Work instructions:
a – Answer these questions about the derivation, one line each, marked (i), (ii) and (iii):
(i) By what is (1.4) tested?
(ii) Which numbered equations are used in the derivation?
(iii) What bound does the final line state?
b – Rewrite every line of the dataset rows, requests included. Multiply each coordinate in the answers by 2.35, rounding to whole numbers with halves going up.

Page text:
────────────────────
Testing (1.4) by Δ²ϕ, using (1.5), (2.4), (2.3), (2.10) and (2.11), we derive

\begin{gathered} \frac{1}{2} \frac{d}{d t} \int ∣ Δ ϕ ∣^{2} d x + \int ∣ Δ^{2} ϕ ∣^{2} d x \\ = - \int u \cdot \nabla ϕ \cdot Δ^{2} ϕ d x + \int Δ (ϕ^{3} - ϕ) \cdot Δ^{2} ϕ d x \\ \leq ∥ u ∥_{L^{2}} ∥ \nabla ϕ ∥_{L^{\infty}} ∥ Δ^{2} ϕ ∥_{L^{2}} + ∥ Δ (ϕ^{3} - ϕ) ∥_{L^{2}} ∥ Δ^{2} ϕ ∥_{L^{2}} \\ \leq C ∥ \nabla ϕ ∥_{L^{\infty}} ∥ Δ^{2} ϕ ∥_{L^{2}} \\ + C (∥ ϕ ∥_{L^{\infty}}^{2} ∥ Δ ϕ ∥_{L^{2}} + ∥ ϕ ∥_{L^{\infty}} ∥ \nabla ϕ ∥_{L^{\infty}} ∥ \nabla ϕ ∥_{L^{2}} + ∥ Δ ϕ ∥_{L^{2}}) ∥ Δ^{2} ϕ ∥_{L^{2}} \\ \leq C ∥ \nabla ϕ ∥_{L^{\infty}} ∥ Δ^{2} ϕ ∥_{L^{2}} \\ + C (∥ ϕ ∥_{L^{\infty}}^{2} ∥ Δ ϕ ∥_{L^{2}} + ∥ ϕ ∥_{H^{2}} ∥ \nabla ϕ ∥_{L^{\infty}} + ∥ Δ ϕ ∥_{L^{2}}) ∥ Δ^{2} ϕ ∥_{L^{2}} \\ \leq \frac{1}{2} ∥ Δ^{2} ϕ ∥_{L^{2}}^{2} + C ∥ \nabla ϕ ∥_{L^{\infty}}^{2} + C ∥ ϕ ∥_{L^{\infty}}^{4} ∥ Δ ϕ ∥_{L^{2}}^{2} \\ + C ∥ \nabla ϕ ∥_{L^{\infty}}^{2} ∥ ϕ ∥_{H^{2}}^{2} + C ∥ Δ ϕ ∥_{L^{2}}^{2}, \end{gathered}

which implies

∥ ϕ ∥_{L^{\infty} (0, T; H^{2})} + ∥ ϕ ∥_{L^{2} (0, T; H^{4})} \leq C .
────────────────────
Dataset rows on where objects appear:
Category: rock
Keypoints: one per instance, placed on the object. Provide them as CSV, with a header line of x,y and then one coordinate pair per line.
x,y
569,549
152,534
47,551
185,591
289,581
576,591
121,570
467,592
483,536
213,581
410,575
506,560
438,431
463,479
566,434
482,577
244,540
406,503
────────────────────
Solutions below:
a –
(i) By Δ²ϕ.
(ii) (1.5), (2.4), (2.3), (2.10) and (2.11).
(iii) ∥ϕ∥_{L^∞(0, T; H²)} + ∥ϕ∥_{L²(0, T; H⁴)} ≤ C.

b –
Category: rock
Keypoints: one per instance, placed on the object. Provide them as CSV, with a header line of x,y and then one coordinate pair per line.
x,y
1337,1290
357,1255
110,1295
435,1389
679,1365
1354,1389
284,1340
1097,1391
1135,1260
501,1365
964,1351
1189,1316
1029,1013
1088,1126
1330,1020
1133,1356
573,1269
954,1182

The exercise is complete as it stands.